◆ EXERCISE BRIEF ◆
Convert the rows below, from the line containing "the form (197,356)." through the final line, into a JSON list of strings, one string per line, omitting blank lines.

◆ AVAILABLE DATA ◆
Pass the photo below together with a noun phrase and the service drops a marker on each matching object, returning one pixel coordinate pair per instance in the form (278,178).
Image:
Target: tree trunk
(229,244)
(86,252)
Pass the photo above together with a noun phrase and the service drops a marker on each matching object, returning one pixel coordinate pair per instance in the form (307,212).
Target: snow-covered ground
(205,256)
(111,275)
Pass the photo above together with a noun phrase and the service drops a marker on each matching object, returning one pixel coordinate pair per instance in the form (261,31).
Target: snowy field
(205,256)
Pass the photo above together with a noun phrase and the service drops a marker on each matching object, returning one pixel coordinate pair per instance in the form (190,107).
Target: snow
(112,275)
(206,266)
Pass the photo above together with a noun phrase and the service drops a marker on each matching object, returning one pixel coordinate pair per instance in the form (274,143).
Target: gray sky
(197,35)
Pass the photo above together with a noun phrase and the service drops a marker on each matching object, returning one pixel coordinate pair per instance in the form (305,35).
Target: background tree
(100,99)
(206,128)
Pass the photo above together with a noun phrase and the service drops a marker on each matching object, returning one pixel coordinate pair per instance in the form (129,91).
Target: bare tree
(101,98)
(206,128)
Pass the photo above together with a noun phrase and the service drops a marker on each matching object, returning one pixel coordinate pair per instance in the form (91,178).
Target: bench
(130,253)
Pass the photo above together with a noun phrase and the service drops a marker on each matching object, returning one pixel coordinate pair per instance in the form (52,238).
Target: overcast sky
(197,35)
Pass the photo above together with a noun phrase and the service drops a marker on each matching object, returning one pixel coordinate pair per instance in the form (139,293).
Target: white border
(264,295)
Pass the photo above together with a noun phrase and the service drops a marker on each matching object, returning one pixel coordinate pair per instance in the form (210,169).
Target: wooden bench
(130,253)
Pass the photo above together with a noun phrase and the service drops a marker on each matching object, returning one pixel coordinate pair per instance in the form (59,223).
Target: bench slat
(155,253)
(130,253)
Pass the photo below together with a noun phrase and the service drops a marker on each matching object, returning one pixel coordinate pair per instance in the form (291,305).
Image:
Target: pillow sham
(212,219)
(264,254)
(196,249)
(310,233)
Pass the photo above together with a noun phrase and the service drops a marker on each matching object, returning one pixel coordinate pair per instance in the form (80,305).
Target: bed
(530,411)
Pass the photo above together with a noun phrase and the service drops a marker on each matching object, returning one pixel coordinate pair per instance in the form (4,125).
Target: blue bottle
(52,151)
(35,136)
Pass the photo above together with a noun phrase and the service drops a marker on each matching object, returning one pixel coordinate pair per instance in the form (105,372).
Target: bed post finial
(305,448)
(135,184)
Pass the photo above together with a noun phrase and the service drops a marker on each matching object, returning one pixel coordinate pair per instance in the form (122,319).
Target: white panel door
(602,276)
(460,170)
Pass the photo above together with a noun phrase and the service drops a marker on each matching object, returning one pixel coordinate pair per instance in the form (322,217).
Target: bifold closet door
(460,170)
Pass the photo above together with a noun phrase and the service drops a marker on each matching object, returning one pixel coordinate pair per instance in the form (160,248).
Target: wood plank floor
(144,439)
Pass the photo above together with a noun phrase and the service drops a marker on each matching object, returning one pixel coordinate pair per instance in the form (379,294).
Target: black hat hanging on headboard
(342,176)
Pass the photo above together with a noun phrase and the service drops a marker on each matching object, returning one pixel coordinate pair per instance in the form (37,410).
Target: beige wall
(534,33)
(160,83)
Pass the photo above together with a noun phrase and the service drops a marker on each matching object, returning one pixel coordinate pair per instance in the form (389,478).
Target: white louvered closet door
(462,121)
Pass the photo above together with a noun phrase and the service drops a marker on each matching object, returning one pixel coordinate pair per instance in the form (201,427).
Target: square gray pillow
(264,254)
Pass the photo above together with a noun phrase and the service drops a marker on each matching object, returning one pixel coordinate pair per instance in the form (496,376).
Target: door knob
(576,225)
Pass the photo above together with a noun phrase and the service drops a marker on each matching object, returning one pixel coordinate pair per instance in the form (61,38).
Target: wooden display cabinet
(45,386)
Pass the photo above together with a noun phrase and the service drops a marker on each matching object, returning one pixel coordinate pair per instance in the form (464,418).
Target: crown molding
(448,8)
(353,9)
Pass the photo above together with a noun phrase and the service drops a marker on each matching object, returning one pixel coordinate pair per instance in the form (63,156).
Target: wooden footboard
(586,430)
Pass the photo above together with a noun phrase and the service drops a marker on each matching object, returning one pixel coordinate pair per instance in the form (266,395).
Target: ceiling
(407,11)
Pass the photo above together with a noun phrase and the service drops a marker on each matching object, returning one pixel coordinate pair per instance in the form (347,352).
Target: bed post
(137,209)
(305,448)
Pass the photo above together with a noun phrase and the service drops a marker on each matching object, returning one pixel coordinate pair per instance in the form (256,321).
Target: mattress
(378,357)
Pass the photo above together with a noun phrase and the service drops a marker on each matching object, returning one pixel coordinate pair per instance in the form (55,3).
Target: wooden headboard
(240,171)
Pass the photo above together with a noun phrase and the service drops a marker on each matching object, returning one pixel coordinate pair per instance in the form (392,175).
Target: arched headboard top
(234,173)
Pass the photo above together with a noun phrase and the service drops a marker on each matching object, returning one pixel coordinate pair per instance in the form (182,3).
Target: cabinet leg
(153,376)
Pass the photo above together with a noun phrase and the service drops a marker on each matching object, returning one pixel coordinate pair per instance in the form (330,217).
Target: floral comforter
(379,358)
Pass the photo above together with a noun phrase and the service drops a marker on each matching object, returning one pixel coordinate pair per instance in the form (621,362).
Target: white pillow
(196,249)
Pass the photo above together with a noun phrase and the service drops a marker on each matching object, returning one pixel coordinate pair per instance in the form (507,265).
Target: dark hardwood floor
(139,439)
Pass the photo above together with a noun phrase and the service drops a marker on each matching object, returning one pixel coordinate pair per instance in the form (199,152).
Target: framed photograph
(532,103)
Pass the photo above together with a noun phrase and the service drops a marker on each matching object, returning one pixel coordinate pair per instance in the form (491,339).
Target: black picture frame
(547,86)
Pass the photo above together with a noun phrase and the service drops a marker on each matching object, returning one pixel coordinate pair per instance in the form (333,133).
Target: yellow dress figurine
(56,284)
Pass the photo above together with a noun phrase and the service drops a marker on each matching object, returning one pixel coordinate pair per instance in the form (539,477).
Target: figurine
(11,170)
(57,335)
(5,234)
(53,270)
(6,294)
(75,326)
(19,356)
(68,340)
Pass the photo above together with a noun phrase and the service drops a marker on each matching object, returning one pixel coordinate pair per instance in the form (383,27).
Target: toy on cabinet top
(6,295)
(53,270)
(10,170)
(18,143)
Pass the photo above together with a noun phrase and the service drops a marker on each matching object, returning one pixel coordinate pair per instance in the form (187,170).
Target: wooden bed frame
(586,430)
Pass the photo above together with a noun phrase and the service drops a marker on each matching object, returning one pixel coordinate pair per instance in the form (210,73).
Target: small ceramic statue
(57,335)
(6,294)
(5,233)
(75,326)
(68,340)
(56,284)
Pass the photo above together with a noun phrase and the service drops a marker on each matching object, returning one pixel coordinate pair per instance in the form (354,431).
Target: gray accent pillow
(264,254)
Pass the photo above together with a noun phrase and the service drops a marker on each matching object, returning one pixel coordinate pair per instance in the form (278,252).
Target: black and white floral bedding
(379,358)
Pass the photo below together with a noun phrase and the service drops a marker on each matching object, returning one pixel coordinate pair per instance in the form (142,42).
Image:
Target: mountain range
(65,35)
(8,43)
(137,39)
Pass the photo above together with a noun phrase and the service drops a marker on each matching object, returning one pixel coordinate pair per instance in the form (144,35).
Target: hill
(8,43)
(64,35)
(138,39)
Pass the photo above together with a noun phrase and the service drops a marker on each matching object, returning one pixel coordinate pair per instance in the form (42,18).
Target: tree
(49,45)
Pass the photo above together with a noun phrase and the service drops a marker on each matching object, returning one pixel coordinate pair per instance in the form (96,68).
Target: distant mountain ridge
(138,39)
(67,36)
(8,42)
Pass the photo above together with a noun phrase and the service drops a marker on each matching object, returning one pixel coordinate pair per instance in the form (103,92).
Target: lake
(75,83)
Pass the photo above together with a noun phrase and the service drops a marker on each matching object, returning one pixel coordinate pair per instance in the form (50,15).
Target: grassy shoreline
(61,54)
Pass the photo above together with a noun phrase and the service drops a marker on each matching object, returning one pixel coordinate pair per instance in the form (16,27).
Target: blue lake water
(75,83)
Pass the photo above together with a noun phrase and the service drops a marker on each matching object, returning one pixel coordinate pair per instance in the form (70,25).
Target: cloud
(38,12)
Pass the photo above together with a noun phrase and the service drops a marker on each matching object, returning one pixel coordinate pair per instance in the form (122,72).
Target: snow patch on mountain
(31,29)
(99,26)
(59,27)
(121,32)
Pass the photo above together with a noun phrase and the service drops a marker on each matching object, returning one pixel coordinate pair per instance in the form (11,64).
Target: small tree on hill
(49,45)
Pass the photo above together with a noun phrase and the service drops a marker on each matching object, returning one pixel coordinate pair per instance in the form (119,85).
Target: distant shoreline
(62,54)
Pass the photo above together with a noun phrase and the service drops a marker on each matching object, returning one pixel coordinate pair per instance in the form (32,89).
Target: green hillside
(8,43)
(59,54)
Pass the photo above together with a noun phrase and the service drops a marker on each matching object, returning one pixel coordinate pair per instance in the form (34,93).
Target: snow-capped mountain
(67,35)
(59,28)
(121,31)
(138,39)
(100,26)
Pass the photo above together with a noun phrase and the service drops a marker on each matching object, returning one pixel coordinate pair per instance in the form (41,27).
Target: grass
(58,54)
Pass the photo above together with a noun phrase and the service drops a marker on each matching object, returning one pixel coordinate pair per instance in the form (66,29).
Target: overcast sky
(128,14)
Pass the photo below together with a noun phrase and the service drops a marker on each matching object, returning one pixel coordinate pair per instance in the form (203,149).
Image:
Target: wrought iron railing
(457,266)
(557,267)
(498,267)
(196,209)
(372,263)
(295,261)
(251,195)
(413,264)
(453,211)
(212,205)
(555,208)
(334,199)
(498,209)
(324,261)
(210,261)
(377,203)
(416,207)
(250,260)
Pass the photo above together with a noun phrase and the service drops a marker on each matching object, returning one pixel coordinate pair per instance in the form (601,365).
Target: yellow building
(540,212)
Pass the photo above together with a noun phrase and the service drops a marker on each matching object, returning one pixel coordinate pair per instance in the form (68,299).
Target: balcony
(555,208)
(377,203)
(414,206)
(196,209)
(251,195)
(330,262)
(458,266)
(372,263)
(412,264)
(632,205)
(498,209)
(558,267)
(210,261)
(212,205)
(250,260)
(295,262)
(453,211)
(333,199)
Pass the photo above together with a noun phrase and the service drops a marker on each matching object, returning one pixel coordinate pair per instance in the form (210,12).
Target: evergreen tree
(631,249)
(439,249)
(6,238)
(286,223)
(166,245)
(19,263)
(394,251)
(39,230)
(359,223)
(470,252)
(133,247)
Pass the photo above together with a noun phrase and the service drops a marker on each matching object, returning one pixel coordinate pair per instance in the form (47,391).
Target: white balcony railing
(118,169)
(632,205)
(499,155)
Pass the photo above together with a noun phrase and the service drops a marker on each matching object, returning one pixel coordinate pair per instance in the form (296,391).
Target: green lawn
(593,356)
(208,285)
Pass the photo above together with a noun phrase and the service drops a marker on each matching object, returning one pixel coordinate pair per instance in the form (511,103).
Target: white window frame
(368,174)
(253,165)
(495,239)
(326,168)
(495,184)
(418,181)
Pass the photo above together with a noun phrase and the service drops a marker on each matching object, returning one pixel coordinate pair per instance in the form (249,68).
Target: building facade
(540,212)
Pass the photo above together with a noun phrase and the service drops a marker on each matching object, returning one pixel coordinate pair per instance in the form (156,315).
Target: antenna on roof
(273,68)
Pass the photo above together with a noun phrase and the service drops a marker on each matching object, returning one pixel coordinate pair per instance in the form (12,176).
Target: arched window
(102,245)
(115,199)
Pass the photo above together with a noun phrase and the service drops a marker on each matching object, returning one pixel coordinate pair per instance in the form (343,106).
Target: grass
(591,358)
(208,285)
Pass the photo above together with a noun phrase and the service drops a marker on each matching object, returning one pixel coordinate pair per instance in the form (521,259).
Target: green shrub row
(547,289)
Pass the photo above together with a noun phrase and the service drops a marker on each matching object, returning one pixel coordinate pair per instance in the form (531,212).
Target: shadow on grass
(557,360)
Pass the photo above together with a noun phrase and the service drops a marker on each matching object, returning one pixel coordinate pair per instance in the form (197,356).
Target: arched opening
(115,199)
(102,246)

◆ EXERCISE ANSWER ◆
[
  "Pass the photo above together with a noun phrase and the service drops a marker on each matching object, returning one pixel coordinate pair per instance in the form (197,356).",
  "Target: arched opening",
  "(115,199)",
  "(102,246)"
]